_Direction_:
Make an exact copy of the listing below.

*** Records shown

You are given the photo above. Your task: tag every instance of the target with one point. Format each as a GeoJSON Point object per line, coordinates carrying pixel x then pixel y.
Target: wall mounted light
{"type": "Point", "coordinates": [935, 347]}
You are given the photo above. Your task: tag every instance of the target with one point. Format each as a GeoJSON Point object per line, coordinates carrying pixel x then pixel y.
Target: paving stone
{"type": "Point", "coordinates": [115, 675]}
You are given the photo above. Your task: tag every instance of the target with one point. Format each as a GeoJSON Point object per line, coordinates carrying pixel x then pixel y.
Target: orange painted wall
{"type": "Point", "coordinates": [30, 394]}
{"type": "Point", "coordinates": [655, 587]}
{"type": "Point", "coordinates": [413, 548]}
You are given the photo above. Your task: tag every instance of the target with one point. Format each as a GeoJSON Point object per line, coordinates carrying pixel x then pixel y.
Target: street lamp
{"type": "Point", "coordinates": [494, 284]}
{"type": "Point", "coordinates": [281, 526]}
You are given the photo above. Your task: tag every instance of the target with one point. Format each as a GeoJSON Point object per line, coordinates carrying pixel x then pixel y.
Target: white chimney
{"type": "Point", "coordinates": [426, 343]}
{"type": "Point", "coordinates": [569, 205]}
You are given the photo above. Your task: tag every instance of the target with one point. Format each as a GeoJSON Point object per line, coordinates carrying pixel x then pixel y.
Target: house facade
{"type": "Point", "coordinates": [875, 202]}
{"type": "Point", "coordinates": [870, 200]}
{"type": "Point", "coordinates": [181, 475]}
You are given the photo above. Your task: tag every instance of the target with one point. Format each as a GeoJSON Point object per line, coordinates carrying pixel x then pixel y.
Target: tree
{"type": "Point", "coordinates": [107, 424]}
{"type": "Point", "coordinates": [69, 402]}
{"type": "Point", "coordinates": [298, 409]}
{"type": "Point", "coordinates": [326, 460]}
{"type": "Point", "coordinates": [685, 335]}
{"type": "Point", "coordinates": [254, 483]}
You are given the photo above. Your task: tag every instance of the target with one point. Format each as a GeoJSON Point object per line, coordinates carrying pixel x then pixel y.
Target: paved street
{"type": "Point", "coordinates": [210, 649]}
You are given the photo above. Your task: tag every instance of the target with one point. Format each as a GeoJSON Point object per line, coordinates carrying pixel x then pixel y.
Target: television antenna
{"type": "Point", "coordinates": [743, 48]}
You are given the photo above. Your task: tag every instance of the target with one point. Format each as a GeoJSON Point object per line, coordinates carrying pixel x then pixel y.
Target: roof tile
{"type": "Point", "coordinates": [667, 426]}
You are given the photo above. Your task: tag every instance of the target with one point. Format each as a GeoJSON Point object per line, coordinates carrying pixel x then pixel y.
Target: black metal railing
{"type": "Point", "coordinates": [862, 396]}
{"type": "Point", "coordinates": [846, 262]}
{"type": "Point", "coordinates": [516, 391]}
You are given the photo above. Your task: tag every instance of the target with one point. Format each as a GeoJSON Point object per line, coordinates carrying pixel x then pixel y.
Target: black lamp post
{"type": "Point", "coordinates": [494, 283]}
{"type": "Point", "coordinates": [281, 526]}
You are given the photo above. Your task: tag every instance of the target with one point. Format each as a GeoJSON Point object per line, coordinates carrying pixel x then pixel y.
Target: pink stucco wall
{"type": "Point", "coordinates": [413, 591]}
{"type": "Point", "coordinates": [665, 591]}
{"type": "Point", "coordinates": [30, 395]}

******

_Response for this exercise_:
You are given the photo above. Your task: tag every instance of the target with one point. Format each as a GeoJSON Point object per line, coordinates carrying pixel x then pixel y.
Target: wall mounted light
{"type": "Point", "coordinates": [935, 347]}
You are given the photo above. Your task: tag every instance of the target with one point. Format each as a GeoJSON Point object per line, coordinates carrying pixel x then pixel y.
Target: paving stone
{"type": "Point", "coordinates": [115, 675]}
You are given the photo above. Your task: tag every instance of the target with one point. Format each as a GeoJSON Point object per line, coordinates carrying pixel x then pixel y.
Target: orange painted wall
{"type": "Point", "coordinates": [30, 394]}
{"type": "Point", "coordinates": [655, 587]}
{"type": "Point", "coordinates": [413, 548]}
You are given the photo above. Your task: tag every instance of the target with one point. Format each as a GeoJSON Point object per line, coordinates carrying pixel x then pixel y.
Target: street lamp
{"type": "Point", "coordinates": [494, 284]}
{"type": "Point", "coordinates": [281, 526]}
You are given the photo above. Your task: tag every instance of the target with one point. Format each as a GeoJSON Point object per line, coordinates carrying pixel x then pixel y.
Target: white chimney
{"type": "Point", "coordinates": [426, 343]}
{"type": "Point", "coordinates": [569, 205]}
You are given the photo above. Your task: tag every instance of the target with one point. Format each as a GeoJSON Point object per line, coordinates carrying pixel x then pixel y.
Target: house facade
{"type": "Point", "coordinates": [875, 202]}
{"type": "Point", "coordinates": [870, 200]}
{"type": "Point", "coordinates": [181, 475]}
You are given the photo above. Your task: tag every instance of the target with one point. Format each as a GeoJSON Point object per line, coordinates carrying pixel x then pixel y.
Target: tree
{"type": "Point", "coordinates": [107, 424]}
{"type": "Point", "coordinates": [69, 402]}
{"type": "Point", "coordinates": [298, 409]}
{"type": "Point", "coordinates": [326, 460]}
{"type": "Point", "coordinates": [685, 335]}
{"type": "Point", "coordinates": [254, 483]}
You are given the photo above. Your task: tag every instance of the target with one point. Format each as a GeoJSON Point object per line, coordinates carrying pixel x then pixel y.
Target: paved street
{"type": "Point", "coordinates": [210, 649]}
You are given the photo above. Your task: tag every instance of the target with one point. Format each as a GeoJSON Point object per line, coordinates carrying pixel x then pixel y.
Target: television antenna
{"type": "Point", "coordinates": [743, 48]}
You are given the photo above. Your task: tag every instance of the target with one point. Format each as a GeoJSON Point object per line, coordinates carrying pixel x then pixel y.
Target: roof tile
{"type": "Point", "coordinates": [667, 426]}
You are given the photo above. Your task: tag every instance of the target with one point. Format each as a GeoJSON Point object per line, coordinates carrying pixel x then pixel y.
Target: black metal railing
{"type": "Point", "coordinates": [862, 396]}
{"type": "Point", "coordinates": [846, 262]}
{"type": "Point", "coordinates": [516, 391]}
You are given the photo above. Your task: tag every instance of the target with one point. Format each as a GeoJSON Point object per line, coordinates carrying pixel x then pixel y.
Target: black lamp post
{"type": "Point", "coordinates": [494, 283]}
{"type": "Point", "coordinates": [281, 526]}
You are given the photo above. Your task: tag every instance of the target with one point. Format each as a GeoJSON Point object per line, coordinates carrying pixel x then pixel y.
Target: pink stucco wall
{"type": "Point", "coordinates": [413, 591]}
{"type": "Point", "coordinates": [665, 591]}
{"type": "Point", "coordinates": [30, 395]}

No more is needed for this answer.